● MATERIAL SHOWN
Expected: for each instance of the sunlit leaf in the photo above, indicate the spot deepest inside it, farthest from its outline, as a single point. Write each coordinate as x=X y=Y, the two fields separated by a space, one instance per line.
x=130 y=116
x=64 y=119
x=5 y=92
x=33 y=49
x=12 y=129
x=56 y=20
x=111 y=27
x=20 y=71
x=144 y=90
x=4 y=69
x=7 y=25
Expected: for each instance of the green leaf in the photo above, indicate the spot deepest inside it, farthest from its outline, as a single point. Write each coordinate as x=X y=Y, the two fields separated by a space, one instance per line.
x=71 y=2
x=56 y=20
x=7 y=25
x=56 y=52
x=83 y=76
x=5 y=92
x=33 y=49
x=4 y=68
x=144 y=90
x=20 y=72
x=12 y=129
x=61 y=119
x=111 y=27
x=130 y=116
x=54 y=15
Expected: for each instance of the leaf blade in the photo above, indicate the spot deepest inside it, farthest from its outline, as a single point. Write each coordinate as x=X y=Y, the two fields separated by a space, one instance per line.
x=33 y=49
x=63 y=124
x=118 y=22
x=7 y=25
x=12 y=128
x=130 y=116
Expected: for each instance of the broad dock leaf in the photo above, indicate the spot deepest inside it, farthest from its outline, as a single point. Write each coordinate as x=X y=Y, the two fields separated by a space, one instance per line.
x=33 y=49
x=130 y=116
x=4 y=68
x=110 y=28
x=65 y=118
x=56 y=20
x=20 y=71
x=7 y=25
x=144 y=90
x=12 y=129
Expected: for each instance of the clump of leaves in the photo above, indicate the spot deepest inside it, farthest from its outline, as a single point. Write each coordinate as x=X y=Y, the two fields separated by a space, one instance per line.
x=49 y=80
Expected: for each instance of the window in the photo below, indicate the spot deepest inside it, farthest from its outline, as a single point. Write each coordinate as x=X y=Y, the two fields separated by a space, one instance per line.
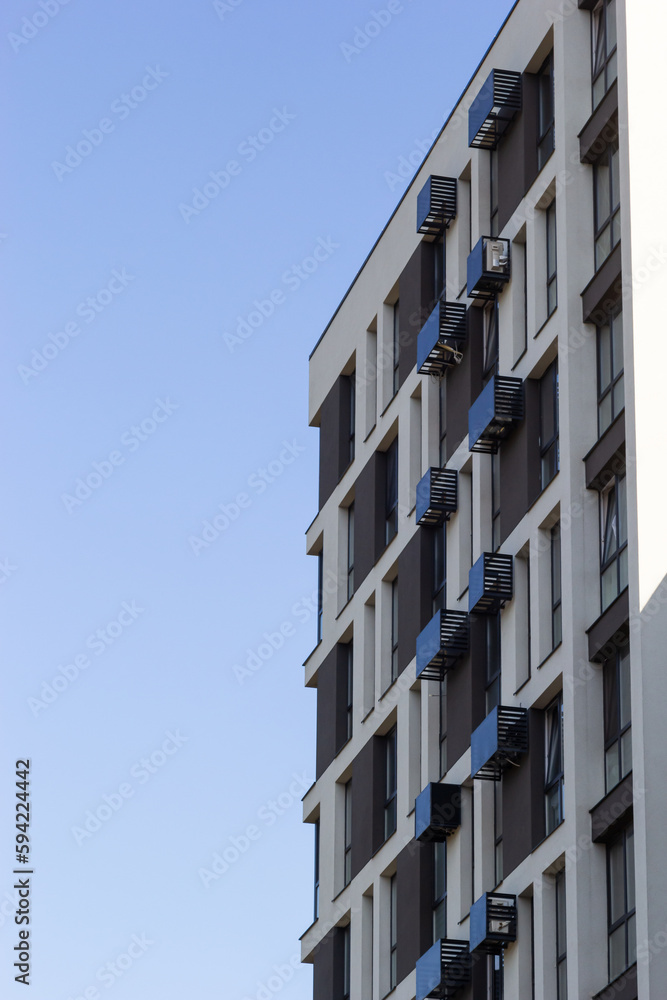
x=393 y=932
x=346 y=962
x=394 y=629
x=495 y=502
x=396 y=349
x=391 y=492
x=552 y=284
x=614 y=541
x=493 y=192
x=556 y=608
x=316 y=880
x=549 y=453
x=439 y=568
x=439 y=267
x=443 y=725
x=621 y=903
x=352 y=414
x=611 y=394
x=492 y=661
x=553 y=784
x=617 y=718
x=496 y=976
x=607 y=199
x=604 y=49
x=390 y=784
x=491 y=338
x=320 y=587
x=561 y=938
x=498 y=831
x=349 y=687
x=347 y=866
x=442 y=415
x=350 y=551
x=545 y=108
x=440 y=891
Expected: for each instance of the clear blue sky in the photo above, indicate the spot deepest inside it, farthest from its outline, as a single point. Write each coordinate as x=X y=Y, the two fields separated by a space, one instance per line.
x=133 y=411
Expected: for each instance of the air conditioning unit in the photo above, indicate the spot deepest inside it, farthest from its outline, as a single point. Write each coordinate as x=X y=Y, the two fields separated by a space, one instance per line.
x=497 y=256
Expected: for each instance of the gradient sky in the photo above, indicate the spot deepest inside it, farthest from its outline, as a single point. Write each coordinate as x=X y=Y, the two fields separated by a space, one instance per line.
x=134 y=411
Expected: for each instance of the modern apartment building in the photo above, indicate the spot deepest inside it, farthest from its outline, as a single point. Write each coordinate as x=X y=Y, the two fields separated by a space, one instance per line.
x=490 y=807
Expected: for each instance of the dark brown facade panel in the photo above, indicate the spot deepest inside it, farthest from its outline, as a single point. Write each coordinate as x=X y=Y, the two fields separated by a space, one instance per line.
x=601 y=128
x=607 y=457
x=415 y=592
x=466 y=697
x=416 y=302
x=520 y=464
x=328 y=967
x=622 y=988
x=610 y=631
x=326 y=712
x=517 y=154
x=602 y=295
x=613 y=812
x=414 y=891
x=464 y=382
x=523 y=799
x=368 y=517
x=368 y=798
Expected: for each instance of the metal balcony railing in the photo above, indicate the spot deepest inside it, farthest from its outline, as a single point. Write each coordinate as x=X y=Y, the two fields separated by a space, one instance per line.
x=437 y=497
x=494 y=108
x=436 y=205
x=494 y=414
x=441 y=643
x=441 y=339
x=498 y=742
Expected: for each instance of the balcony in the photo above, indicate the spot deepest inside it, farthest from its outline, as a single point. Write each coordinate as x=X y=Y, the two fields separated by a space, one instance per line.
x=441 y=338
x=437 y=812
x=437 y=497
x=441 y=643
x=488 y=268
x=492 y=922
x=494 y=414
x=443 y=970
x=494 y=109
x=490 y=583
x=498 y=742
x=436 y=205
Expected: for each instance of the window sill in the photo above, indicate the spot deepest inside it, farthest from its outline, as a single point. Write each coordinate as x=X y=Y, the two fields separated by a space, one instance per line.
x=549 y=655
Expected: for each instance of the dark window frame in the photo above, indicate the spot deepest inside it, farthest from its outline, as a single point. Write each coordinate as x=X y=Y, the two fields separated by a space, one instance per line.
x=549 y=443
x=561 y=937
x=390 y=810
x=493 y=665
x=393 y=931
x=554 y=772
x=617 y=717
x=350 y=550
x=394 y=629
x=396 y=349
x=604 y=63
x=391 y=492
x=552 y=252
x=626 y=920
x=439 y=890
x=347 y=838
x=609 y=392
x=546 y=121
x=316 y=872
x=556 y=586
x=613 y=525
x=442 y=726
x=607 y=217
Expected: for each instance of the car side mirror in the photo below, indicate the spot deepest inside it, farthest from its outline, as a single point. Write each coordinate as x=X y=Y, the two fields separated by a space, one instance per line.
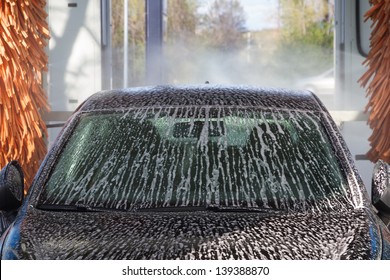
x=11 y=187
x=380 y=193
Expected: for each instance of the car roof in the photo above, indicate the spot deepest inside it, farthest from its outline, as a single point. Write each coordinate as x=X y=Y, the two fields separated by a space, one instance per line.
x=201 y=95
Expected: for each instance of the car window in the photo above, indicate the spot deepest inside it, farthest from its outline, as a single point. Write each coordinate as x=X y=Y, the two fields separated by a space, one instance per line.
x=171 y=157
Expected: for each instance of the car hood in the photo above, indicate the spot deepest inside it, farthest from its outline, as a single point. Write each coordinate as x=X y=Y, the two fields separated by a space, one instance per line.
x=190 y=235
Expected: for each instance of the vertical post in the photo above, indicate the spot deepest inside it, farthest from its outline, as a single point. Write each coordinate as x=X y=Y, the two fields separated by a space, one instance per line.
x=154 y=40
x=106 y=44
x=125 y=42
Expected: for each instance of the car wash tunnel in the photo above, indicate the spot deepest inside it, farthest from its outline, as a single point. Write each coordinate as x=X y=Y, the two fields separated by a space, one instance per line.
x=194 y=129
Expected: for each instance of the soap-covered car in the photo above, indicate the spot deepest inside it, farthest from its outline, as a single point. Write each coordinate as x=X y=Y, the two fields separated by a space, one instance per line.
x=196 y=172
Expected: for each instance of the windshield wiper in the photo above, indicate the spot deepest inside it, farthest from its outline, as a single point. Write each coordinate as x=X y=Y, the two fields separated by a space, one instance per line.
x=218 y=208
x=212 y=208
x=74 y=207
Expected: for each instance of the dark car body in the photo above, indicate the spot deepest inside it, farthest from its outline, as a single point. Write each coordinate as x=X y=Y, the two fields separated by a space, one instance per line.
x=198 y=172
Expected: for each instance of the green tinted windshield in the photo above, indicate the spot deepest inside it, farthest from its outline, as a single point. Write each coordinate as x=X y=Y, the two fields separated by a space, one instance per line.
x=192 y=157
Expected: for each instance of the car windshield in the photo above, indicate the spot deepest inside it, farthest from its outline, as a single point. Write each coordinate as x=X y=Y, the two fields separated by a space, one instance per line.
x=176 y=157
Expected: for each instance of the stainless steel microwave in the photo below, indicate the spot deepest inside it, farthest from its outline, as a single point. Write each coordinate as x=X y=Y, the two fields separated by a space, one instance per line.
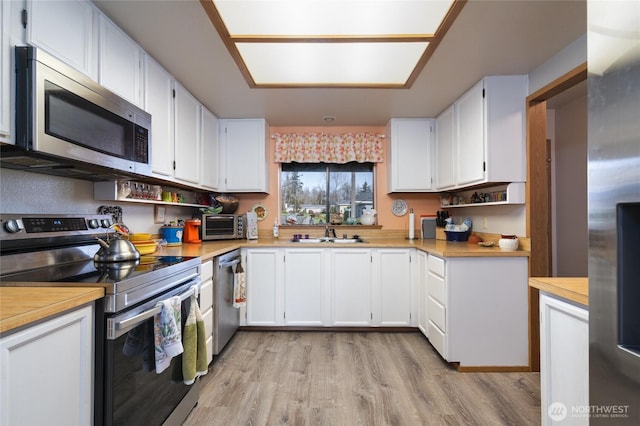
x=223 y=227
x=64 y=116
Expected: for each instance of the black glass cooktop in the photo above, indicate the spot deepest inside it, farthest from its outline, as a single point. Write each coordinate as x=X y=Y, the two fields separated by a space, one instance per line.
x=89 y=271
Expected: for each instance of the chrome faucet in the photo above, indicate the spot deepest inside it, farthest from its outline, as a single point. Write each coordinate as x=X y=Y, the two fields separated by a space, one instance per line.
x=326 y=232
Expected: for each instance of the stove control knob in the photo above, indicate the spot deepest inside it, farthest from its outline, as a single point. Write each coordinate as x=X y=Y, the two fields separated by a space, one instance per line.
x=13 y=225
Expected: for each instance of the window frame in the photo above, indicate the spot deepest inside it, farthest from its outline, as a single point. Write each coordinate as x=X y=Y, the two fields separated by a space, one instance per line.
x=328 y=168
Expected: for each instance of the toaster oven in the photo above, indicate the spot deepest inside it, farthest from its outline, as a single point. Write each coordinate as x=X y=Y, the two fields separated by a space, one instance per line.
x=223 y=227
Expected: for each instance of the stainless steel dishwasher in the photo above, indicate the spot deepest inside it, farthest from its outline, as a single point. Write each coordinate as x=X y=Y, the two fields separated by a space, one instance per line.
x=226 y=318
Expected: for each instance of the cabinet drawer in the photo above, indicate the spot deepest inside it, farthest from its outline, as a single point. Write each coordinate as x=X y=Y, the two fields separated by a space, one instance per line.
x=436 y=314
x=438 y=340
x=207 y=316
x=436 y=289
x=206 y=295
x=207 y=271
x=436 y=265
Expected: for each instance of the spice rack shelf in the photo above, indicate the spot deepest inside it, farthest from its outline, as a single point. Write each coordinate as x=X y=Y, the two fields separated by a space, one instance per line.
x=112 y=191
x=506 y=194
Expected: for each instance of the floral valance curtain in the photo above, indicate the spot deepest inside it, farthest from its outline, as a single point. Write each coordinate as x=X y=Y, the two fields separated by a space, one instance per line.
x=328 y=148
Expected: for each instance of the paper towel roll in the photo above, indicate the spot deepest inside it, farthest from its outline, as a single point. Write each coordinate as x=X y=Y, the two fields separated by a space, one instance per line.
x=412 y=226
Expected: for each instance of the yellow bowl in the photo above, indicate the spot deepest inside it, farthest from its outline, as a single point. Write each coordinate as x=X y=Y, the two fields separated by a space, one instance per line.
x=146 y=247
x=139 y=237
* * *
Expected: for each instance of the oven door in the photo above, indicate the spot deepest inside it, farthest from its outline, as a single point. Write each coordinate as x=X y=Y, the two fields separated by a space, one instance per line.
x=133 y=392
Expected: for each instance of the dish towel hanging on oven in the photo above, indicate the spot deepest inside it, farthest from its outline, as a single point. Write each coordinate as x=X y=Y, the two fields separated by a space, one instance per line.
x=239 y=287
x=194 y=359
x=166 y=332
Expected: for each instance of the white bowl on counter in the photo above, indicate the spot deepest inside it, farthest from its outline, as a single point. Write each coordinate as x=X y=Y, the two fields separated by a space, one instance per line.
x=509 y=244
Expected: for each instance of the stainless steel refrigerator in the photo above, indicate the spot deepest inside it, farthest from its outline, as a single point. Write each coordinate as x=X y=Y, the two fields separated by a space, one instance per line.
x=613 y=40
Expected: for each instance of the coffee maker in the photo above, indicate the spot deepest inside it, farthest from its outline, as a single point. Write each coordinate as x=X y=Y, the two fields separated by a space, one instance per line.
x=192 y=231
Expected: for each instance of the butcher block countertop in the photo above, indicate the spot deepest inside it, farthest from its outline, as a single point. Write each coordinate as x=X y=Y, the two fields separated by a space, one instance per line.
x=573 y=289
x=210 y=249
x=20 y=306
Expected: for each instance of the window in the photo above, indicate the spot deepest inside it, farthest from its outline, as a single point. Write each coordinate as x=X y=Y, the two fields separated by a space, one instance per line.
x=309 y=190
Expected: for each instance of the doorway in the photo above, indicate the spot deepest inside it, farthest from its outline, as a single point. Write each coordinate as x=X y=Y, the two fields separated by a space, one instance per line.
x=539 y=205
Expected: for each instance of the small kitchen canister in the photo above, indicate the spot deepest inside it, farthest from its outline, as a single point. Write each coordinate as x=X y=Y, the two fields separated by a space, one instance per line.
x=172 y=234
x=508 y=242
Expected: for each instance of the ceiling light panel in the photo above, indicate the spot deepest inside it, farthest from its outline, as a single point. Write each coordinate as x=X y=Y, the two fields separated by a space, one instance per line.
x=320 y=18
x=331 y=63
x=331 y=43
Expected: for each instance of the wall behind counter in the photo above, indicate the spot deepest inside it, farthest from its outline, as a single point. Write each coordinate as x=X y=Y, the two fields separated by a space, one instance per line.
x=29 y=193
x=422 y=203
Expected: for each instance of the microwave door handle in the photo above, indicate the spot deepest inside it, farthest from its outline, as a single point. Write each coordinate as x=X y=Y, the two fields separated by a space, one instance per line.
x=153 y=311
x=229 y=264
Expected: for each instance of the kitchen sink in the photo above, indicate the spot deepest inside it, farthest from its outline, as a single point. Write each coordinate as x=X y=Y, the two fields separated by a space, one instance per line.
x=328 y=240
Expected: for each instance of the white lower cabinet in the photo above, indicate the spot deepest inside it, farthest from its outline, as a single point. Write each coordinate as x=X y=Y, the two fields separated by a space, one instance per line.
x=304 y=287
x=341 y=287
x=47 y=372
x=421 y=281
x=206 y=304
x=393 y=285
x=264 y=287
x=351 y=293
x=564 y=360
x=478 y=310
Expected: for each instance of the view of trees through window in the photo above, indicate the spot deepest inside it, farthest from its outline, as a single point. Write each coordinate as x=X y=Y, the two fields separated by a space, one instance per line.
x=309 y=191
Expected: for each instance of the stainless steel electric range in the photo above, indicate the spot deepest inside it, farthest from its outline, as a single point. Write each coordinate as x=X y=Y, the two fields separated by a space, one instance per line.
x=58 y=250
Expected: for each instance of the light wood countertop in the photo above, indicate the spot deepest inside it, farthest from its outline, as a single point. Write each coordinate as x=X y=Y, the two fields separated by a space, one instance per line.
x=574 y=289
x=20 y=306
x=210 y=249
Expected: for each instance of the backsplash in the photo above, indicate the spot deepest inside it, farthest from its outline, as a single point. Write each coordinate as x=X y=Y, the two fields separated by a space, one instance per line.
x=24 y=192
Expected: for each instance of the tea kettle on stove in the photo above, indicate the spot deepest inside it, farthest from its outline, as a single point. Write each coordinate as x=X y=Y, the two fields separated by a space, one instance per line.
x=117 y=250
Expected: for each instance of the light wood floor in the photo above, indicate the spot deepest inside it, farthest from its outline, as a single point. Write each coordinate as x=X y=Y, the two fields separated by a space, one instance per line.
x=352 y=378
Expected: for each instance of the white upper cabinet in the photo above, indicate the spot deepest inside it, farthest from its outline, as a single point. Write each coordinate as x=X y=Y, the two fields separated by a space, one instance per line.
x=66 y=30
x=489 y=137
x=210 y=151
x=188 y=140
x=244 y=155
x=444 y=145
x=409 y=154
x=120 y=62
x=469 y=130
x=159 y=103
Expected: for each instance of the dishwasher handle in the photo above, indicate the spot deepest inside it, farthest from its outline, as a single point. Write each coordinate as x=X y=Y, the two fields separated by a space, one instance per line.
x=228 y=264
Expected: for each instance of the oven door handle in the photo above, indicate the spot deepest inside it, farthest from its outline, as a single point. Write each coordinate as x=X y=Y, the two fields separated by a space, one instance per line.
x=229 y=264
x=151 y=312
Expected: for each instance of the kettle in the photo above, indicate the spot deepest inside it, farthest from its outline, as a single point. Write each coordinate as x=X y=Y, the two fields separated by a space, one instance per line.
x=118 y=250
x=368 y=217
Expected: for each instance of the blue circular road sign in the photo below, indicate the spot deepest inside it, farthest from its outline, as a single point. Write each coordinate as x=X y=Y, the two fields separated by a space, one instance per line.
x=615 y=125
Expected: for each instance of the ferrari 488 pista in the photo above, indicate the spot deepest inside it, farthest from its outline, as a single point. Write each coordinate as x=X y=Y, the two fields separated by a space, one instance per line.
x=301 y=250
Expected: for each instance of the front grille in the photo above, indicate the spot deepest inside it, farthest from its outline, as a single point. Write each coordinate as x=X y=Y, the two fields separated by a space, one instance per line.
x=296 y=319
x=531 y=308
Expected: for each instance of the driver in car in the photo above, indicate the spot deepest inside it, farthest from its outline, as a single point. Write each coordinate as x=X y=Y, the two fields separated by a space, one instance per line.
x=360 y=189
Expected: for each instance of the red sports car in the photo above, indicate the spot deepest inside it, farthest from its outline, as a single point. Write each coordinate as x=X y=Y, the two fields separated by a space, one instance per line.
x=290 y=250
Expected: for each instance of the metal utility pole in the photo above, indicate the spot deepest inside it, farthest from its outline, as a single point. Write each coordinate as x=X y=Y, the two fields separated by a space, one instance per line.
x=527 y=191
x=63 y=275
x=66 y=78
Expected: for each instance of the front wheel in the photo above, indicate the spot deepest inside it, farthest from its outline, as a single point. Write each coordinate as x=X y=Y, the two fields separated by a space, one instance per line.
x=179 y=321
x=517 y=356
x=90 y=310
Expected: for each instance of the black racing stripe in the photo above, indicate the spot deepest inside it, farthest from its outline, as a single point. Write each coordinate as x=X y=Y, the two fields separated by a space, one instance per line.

● EXERCISE DETAILS
Output the entries starting at the line that contains "Expected: for each instance of the white upper" and ending at the line that contains "x=368 y=217" as a two-column CSV with the headers text and answer. Give one row per entry, with each field in double quotes and any line breaks in it replaced by spaces.

● SOLUTION
text,answer
"Expected: for each instance of the white upper cabinet in the photo above, indicate the spot deepest inside it, farthest from its outline, as a single point. Write each coordinate as x=X y=Y, the two fields separated by a space, one instance per line.","x=66 y=30 x=489 y=137 x=210 y=151 x=188 y=140 x=244 y=155 x=444 y=145 x=409 y=154 x=120 y=62 x=469 y=130 x=159 y=103"
"Expected: for each instance of the dishwasher handle in the photo above, indicate the spot deepest inside it, farthest from its outline, as a single point. Write each coordinate as x=X y=Y, the two fields separated by a space, one instance per line.","x=228 y=264"
"Expected: for each instance of the oven door handle in the photo above, indicate the spot deepest inside it, farthest from its outline, as a single point. Write each coordinate as x=X y=Y, the two fields separated by a space, one instance per line.","x=229 y=264 x=151 y=312"
"Expected: for each instance of the kettle in the photo above, indicate the spot deepest inside it, farthest from its outline, as a single point. Write each coordinate as x=X y=Y, the two fields separated by a space, one instance per line.","x=118 y=250 x=368 y=217"